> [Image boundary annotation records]
■ ■ ■ ■
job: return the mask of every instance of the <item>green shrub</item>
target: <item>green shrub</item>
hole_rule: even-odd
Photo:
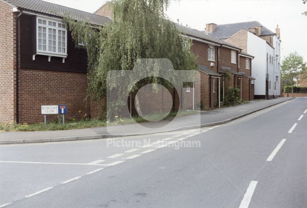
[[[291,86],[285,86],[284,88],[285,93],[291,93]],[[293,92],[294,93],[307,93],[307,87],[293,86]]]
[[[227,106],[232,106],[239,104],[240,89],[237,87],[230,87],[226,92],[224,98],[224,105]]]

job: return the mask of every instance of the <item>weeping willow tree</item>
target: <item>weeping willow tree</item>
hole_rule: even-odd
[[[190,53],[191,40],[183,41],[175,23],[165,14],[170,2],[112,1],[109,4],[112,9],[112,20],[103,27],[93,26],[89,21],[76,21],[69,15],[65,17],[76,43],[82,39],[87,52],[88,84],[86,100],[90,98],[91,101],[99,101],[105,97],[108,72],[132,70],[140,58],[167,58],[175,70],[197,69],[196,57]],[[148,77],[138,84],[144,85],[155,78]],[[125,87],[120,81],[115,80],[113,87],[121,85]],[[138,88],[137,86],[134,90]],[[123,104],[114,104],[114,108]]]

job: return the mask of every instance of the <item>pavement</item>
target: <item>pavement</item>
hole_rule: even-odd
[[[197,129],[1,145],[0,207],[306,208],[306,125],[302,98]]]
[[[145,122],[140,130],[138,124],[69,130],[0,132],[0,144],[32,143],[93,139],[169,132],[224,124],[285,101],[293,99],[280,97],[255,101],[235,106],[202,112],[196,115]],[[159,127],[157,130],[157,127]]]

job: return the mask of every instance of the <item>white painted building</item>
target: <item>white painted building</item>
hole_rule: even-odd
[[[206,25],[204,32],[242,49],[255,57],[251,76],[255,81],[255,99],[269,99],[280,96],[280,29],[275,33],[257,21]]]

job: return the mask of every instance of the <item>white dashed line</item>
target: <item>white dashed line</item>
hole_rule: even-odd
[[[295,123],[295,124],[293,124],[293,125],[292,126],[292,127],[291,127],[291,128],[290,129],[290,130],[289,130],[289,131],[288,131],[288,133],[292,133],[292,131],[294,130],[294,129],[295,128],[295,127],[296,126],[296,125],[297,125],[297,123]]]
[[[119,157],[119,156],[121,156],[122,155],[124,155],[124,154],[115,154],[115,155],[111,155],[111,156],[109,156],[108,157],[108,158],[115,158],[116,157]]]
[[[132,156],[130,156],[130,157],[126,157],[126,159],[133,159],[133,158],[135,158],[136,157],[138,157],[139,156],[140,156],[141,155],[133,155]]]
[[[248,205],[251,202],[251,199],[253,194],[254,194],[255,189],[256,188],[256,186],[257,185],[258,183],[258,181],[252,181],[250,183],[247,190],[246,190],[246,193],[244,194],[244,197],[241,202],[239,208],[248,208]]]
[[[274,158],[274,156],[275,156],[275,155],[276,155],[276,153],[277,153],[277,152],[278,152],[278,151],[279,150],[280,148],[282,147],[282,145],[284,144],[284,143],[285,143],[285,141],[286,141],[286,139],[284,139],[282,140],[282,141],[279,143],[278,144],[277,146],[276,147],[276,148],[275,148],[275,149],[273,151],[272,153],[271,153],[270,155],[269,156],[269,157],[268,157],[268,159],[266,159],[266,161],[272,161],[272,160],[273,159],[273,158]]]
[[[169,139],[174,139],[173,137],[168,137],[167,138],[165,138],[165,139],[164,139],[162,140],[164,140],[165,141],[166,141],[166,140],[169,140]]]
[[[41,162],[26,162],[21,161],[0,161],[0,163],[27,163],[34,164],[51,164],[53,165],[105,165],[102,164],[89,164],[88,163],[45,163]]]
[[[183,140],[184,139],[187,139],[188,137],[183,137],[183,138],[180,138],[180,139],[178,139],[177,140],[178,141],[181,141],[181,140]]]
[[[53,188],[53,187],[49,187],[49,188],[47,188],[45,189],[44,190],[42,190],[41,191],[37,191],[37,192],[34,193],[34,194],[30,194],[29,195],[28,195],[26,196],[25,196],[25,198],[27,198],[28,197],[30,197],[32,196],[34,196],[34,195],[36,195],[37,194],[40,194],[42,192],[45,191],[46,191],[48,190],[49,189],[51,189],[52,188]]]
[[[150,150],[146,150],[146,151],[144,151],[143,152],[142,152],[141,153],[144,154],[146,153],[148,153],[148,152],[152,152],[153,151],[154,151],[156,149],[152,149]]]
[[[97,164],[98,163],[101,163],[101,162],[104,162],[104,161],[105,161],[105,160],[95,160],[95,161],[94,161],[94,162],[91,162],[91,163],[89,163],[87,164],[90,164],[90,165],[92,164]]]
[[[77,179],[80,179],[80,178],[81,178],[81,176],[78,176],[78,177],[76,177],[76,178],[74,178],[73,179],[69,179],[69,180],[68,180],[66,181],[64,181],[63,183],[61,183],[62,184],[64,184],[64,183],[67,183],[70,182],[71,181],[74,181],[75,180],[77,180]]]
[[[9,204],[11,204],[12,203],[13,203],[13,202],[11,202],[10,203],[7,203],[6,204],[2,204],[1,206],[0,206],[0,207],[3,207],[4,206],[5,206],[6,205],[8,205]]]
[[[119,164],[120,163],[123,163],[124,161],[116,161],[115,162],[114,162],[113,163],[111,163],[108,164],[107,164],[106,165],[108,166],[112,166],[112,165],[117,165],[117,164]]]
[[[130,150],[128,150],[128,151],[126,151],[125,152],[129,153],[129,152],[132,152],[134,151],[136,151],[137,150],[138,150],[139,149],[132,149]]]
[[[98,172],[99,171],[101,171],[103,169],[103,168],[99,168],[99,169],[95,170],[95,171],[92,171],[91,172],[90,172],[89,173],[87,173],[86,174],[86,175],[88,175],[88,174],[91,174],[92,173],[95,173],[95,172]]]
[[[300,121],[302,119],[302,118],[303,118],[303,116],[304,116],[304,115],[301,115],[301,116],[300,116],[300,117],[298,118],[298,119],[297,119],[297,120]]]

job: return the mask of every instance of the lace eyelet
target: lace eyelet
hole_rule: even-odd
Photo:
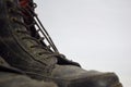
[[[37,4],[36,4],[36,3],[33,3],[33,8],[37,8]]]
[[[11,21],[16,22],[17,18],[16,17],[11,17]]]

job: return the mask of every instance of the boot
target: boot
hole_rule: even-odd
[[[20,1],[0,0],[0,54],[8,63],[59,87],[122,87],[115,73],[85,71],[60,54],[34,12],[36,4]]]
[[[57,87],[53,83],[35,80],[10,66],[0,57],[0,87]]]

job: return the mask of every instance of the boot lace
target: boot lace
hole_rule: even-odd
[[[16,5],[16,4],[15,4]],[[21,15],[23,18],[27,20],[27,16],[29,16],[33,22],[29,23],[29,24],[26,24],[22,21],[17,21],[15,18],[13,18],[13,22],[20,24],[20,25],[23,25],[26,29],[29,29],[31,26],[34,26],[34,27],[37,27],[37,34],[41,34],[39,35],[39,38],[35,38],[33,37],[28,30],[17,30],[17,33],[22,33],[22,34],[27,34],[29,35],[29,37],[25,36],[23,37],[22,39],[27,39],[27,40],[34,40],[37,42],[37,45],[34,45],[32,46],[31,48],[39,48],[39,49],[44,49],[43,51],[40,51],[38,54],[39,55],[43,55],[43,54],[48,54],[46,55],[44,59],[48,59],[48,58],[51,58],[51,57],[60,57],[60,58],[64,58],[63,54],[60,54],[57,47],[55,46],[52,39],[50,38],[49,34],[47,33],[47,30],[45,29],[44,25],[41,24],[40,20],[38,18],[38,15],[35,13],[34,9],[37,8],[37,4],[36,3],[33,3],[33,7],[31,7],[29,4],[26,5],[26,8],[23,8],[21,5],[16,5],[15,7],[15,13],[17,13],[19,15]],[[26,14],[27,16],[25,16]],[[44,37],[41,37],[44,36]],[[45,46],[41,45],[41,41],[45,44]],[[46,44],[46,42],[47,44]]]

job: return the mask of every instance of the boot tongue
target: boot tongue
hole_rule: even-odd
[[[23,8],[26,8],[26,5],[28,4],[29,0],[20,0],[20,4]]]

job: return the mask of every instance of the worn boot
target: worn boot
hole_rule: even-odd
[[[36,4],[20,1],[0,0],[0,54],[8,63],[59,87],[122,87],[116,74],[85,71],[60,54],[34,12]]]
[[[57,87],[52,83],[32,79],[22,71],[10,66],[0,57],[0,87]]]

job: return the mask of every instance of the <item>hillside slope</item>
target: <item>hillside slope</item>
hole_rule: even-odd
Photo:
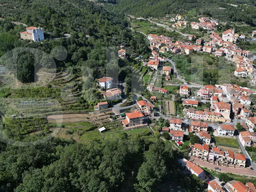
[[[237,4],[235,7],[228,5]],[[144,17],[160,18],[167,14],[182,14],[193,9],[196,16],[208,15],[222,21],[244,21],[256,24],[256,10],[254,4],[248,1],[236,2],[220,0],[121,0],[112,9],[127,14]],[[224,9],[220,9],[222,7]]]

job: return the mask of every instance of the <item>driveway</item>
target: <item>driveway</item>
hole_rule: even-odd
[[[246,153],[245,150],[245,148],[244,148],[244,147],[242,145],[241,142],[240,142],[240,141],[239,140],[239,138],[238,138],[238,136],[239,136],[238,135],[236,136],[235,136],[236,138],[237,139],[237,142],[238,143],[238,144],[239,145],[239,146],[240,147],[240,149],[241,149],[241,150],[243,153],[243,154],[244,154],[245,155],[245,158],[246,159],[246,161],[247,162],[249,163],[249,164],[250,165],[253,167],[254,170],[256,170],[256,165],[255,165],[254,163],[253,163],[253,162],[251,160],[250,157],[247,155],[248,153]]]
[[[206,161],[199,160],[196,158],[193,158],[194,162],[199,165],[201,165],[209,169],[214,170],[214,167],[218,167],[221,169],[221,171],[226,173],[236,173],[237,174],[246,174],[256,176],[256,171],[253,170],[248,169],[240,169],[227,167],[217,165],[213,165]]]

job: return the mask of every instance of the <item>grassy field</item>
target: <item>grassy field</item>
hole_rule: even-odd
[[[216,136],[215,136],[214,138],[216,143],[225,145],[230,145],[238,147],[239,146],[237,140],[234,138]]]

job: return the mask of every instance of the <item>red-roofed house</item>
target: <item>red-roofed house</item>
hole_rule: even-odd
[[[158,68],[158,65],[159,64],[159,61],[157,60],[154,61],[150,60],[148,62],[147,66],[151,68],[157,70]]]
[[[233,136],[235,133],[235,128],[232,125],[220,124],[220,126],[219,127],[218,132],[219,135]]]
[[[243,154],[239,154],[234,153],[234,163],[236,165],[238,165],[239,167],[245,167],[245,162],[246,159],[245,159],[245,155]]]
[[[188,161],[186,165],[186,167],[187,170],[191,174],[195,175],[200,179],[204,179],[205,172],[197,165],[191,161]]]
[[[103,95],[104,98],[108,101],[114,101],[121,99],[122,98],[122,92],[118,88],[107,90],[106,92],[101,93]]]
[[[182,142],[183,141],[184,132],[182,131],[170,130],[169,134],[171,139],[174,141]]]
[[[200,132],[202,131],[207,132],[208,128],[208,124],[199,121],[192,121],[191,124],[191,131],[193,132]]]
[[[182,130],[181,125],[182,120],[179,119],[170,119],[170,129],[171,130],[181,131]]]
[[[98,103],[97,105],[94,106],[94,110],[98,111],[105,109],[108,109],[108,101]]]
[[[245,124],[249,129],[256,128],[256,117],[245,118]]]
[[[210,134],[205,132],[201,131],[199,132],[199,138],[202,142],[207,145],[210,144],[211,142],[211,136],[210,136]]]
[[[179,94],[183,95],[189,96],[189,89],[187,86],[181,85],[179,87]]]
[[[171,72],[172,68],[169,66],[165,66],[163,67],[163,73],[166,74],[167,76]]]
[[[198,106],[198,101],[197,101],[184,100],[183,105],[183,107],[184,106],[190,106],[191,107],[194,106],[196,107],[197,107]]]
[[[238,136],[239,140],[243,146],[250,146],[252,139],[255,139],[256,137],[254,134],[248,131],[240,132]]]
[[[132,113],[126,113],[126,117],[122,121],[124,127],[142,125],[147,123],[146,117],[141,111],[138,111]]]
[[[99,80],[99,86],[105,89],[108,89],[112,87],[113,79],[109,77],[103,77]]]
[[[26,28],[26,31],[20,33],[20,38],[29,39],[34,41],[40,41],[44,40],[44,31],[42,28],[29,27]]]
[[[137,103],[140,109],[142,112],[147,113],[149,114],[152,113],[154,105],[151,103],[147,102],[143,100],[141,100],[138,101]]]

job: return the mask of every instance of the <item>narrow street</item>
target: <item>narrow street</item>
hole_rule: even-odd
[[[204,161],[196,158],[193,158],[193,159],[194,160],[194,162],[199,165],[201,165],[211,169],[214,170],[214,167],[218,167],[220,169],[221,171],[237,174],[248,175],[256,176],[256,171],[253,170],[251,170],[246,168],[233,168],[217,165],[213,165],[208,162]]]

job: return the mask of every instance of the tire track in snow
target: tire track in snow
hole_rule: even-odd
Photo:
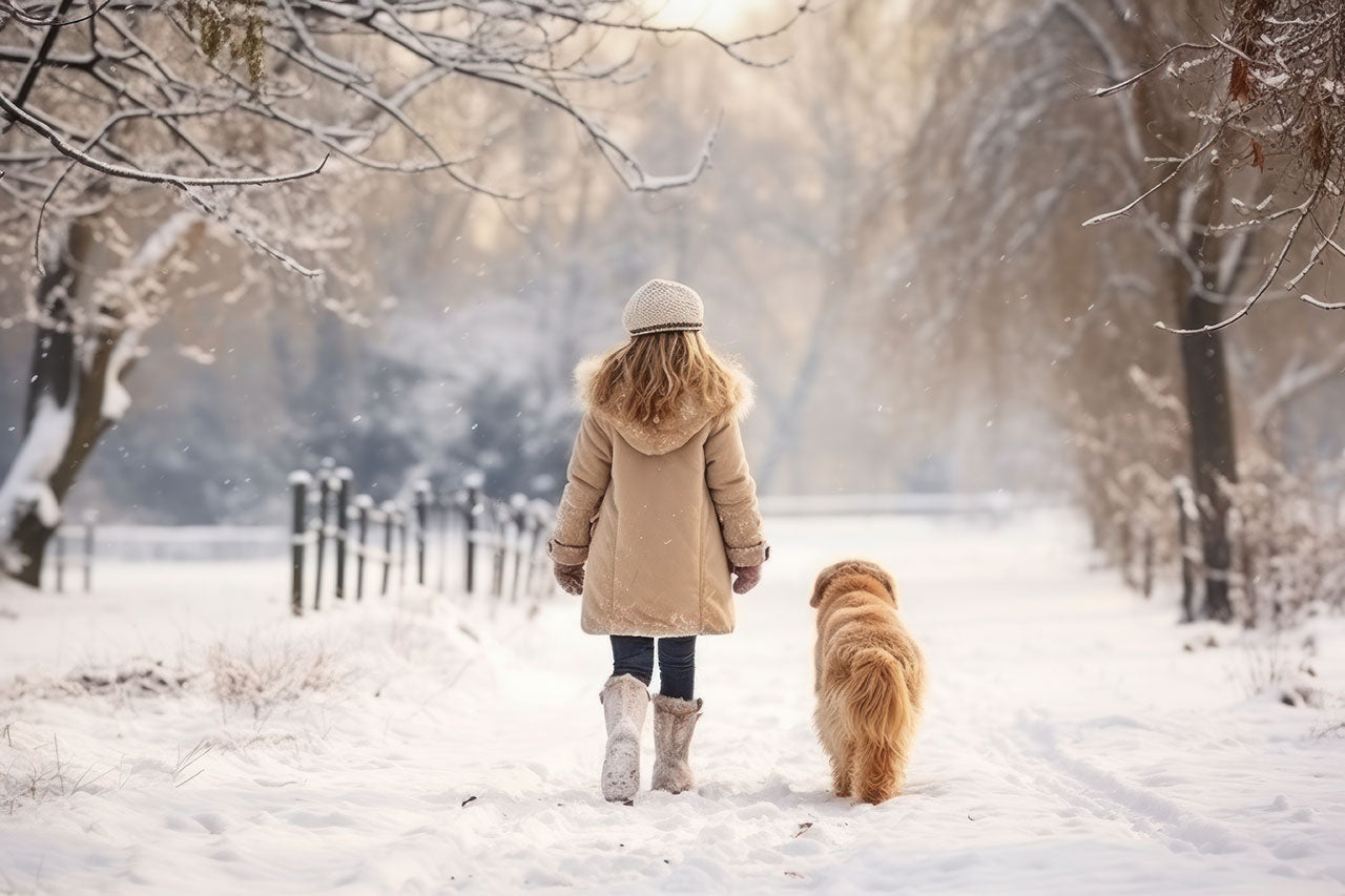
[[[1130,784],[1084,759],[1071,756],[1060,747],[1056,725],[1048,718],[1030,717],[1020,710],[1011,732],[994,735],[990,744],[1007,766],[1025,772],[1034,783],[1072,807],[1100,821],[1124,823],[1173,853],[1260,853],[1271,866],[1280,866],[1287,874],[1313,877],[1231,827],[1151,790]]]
■ ■ ■ ■
Count the rows of the entries above that contain the string "line", and give only the number.

2